# Data supplied
+-------+
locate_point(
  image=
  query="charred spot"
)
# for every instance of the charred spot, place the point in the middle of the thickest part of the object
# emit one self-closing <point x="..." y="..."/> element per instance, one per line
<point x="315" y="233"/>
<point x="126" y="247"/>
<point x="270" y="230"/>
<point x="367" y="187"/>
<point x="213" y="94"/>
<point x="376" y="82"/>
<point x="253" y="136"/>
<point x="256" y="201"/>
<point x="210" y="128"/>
+-------+
# To do
Copy out every line of the items above, requests included, and shift each x and y coordinate in the answers by adding 12 to it.

# Final result
locate_point(
  image=
  query="charred spot"
)
# for every instance of the charred spot, place the point in the middle of the thickest part of the object
# emit one self-closing <point x="..." y="..."/> element per instance, one per line
<point x="327" y="245"/>
<point x="138" y="259"/>
<point x="282" y="242"/>
<point x="379" y="199"/>
<point x="225" y="106"/>
<point x="388" y="94"/>
<point x="265" y="148"/>
<point x="268" y="213"/>
<point x="222" y="140"/>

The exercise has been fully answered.